# Exercise requirements
Every entry, from the first line to the last, should be output exactly.

# Records provided
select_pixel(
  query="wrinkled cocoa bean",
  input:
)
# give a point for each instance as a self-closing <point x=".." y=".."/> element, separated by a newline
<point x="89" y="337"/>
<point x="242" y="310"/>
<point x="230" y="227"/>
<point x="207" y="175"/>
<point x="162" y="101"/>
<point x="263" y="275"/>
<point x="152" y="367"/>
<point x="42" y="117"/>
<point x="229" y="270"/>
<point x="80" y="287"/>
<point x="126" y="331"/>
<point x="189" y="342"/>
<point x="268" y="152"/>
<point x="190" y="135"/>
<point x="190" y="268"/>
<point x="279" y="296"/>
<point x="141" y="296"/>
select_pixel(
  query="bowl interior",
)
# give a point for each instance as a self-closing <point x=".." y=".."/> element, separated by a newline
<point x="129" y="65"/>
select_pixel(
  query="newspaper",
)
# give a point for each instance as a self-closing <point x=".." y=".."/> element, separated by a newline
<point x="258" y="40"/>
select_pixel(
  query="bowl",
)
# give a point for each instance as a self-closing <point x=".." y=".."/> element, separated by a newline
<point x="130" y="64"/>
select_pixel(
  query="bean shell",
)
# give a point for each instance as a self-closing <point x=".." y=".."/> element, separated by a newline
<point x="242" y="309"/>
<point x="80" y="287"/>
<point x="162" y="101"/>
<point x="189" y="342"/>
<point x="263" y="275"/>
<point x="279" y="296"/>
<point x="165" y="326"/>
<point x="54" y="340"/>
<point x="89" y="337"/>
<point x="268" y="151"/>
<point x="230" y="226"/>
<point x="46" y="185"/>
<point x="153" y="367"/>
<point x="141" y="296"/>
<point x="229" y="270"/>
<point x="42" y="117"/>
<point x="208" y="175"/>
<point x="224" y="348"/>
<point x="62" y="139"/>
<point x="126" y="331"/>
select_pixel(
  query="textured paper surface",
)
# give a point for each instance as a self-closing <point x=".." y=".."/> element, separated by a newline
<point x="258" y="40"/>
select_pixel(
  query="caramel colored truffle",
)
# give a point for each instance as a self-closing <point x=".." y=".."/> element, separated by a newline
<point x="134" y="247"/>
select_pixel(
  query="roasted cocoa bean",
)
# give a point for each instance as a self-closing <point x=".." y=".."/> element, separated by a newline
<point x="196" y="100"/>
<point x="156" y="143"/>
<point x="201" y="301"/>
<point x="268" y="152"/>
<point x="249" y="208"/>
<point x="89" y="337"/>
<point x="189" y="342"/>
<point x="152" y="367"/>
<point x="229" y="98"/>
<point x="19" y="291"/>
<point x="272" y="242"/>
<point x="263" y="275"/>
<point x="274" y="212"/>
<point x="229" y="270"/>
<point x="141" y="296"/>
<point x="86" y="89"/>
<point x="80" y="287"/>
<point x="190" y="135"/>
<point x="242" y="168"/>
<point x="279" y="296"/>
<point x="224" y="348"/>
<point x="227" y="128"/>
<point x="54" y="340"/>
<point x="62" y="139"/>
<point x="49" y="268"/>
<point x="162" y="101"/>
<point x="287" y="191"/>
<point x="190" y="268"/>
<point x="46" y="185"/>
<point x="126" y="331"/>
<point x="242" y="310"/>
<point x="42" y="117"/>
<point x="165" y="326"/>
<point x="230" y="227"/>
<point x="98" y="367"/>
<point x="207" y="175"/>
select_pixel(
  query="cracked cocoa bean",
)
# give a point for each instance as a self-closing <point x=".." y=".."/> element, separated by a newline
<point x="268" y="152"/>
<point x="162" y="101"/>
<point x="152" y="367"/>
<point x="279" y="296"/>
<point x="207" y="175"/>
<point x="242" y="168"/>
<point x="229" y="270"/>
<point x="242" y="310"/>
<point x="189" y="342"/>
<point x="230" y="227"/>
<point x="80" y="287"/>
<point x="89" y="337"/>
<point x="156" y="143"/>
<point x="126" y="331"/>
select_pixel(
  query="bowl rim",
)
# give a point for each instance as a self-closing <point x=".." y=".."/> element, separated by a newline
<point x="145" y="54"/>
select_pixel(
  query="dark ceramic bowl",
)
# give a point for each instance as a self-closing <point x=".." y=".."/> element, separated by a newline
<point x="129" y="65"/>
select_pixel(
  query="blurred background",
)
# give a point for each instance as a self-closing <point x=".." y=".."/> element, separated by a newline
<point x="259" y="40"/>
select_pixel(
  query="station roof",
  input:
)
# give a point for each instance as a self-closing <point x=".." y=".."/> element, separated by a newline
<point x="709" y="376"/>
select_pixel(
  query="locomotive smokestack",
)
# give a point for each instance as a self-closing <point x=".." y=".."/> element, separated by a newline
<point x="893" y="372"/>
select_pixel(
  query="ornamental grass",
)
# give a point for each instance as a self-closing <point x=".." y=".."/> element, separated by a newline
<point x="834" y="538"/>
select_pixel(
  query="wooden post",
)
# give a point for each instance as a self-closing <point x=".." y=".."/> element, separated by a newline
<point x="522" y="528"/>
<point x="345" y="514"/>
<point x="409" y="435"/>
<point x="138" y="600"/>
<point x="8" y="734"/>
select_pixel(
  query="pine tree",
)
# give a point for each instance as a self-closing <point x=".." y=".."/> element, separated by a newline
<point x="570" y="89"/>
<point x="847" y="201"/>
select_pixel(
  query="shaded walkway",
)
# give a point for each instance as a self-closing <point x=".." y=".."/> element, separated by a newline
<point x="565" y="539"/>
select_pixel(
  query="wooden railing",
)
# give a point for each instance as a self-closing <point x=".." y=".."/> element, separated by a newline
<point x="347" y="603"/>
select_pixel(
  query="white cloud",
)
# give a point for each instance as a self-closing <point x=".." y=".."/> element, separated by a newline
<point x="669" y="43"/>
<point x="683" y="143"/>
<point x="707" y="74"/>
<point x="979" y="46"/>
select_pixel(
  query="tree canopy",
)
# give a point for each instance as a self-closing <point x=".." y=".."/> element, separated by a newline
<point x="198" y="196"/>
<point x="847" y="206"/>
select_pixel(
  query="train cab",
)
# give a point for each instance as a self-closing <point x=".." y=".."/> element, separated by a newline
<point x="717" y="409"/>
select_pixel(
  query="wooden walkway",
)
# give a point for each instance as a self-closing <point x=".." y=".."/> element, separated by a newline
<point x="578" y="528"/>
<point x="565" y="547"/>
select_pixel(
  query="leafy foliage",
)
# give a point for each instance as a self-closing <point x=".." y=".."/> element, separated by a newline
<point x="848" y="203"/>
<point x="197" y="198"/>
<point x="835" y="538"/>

# Response below
select_pixel(
  query="wrinkled cocoa bean",
  input:
)
# give a point for each instance as a self-closing <point x=".." y=".."/> element, separated by a newline
<point x="89" y="337"/>
<point x="242" y="310"/>
<point x="230" y="227"/>
<point x="207" y="175"/>
<point x="162" y="101"/>
<point x="263" y="275"/>
<point x="152" y="367"/>
<point x="42" y="117"/>
<point x="229" y="270"/>
<point x="80" y="287"/>
<point x="126" y="331"/>
<point x="189" y="342"/>
<point x="268" y="152"/>
<point x="190" y="135"/>
<point x="190" y="268"/>
<point x="279" y="296"/>
<point x="141" y="296"/>
select_pixel(
  query="bowl interior",
)
# give a point for each instance as a self-closing <point x=".." y=".."/> element, separated by a newline
<point x="129" y="65"/>
select_pixel(
  query="newspaper",
)
# give a point for each instance as a self-closing <point x=".." y=".."/> element, separated by a newline
<point x="258" y="40"/>
select_pixel(
  query="bowl",
)
# give a point for each instance as a self-closing <point x=".." y=".."/> element, separated by a newline
<point x="130" y="64"/>
select_pixel(
  query="bean shell",
)
# give a point for each instance as a self-closing <point x=".." y=".."/> element, separated by a newline
<point x="242" y="309"/>
<point x="80" y="287"/>
<point x="162" y="101"/>
<point x="189" y="342"/>
<point x="263" y="275"/>
<point x="279" y="296"/>
<point x="165" y="326"/>
<point x="54" y="340"/>
<point x="89" y="337"/>
<point x="268" y="151"/>
<point x="230" y="226"/>
<point x="46" y="185"/>
<point x="153" y="367"/>
<point x="141" y="296"/>
<point x="229" y="270"/>
<point x="42" y="117"/>
<point x="208" y="175"/>
<point x="224" y="348"/>
<point x="62" y="139"/>
<point x="126" y="331"/>
select_pixel(
  query="textured paper surface",
)
# give a point for each instance as a self-closing <point x=".." y=".."/> element, separated by a newline
<point x="258" y="40"/>
select_pixel(
  query="caramel colored truffle",
)
# give a point for each instance as a self-closing <point x=".." y=".."/> element, separated by a newline
<point x="134" y="247"/>
select_pixel(
  query="roasted cocoa bean",
)
# give a point for each instance as a self-closing <point x=".." y=".."/> element, separated by a newline
<point x="196" y="100"/>
<point x="156" y="143"/>
<point x="201" y="301"/>
<point x="268" y="152"/>
<point x="249" y="208"/>
<point x="89" y="337"/>
<point x="189" y="342"/>
<point x="152" y="367"/>
<point x="229" y="98"/>
<point x="19" y="291"/>
<point x="272" y="242"/>
<point x="263" y="275"/>
<point x="274" y="212"/>
<point x="229" y="270"/>
<point x="141" y="296"/>
<point x="86" y="89"/>
<point x="80" y="287"/>
<point x="190" y="135"/>
<point x="242" y="168"/>
<point x="279" y="296"/>
<point x="224" y="348"/>
<point x="227" y="128"/>
<point x="54" y="340"/>
<point x="62" y="139"/>
<point x="49" y="268"/>
<point x="162" y="101"/>
<point x="287" y="191"/>
<point x="190" y="268"/>
<point x="46" y="185"/>
<point x="126" y="331"/>
<point x="242" y="310"/>
<point x="42" y="117"/>
<point x="165" y="326"/>
<point x="230" y="227"/>
<point x="98" y="367"/>
<point x="207" y="175"/>
select_pixel(
  query="cracked cocoa bean",
)
# give a point for each instance as a self-closing <point x=".." y=".."/> element, separated by a newline
<point x="268" y="152"/>
<point x="162" y="101"/>
<point x="152" y="367"/>
<point x="279" y="296"/>
<point x="207" y="175"/>
<point x="242" y="168"/>
<point x="229" y="270"/>
<point x="242" y="310"/>
<point x="189" y="342"/>
<point x="230" y="227"/>
<point x="80" y="287"/>
<point x="89" y="337"/>
<point x="156" y="143"/>
<point x="126" y="331"/>
select_pixel(
  query="bowl rim",
)
# give a point for each instance as a self-closing <point x=".." y=".."/> element, separated by a newline
<point x="145" y="54"/>
select_pixel(
  query="dark ceramic bowl",
)
# give a point for each instance as a self-closing <point x=".." y=".."/> element, separated by a newline
<point x="129" y="65"/>
select_pixel(
  query="blurred background",
)
# give a point for each instance as a self-closing <point x=".." y=".."/> element, separated by a newline
<point x="259" y="40"/>
select_pixel(
  query="station roof",
  input:
)
# give a point for each instance as a self-closing <point x=".." y=".."/> element, separated by a newline
<point x="709" y="376"/>
select_pixel(
  query="locomotive smokestack",
)
# give a point for each instance as a self-closing <point x=".." y=".."/> element, separated by a newline
<point x="893" y="372"/>
select_pixel(
  query="ornamental grass",
)
# give a point for each instance as a self-closing <point x=".." y=".."/> element, separated by a newline
<point x="834" y="538"/>
select_pixel(
  query="wooden post",
)
# give a point for each instance as a self-closing <point x=".." y=".."/> element, separated by a newline
<point x="522" y="528"/>
<point x="345" y="514"/>
<point x="409" y="435"/>
<point x="138" y="600"/>
<point x="8" y="734"/>
select_pixel(
  query="pine tree",
)
# give a point for each instance as a self-closing <point x=".." y=".."/> element, separated by a newline
<point x="570" y="89"/>
<point x="847" y="201"/>
select_pixel(
  query="shaded walkway",
)
# give a point for each instance as a self-closing <point x=".." y=".."/> element, separated by a newline
<point x="565" y="539"/>
select_pixel(
  query="wooden railing",
)
# give a point for each instance as a self-closing <point x=".." y=".."/> element, separated by a newline
<point x="347" y="603"/>
select_pixel(
  query="white cloud",
)
# give a point for each instance as a self-closing <point x=".." y=".."/> element, separated by a newline
<point x="669" y="43"/>
<point x="683" y="143"/>
<point x="707" y="74"/>
<point x="979" y="46"/>
select_pixel(
  query="tree canopy",
)
# give a point for each instance as a self-closing <point x=".." y=".."/> element, separated by a newline
<point x="198" y="196"/>
<point x="847" y="206"/>
select_pixel(
  query="train cab",
)
# give a point for each instance as a self-closing <point x=".." y=".."/> element, separated by a newline
<point x="717" y="409"/>
select_pixel(
  query="wooden walkway",
)
# give a point for each instance as a self-closing <point x=".." y=".."/> element, separated by a newline
<point x="578" y="528"/>
<point x="565" y="547"/>
select_pixel(
  query="leafy foliage",
)
# give a point for each instance as a self-closing <point x=".." y=".."/> element, separated by a newline
<point x="848" y="203"/>
<point x="197" y="198"/>
<point x="835" y="538"/>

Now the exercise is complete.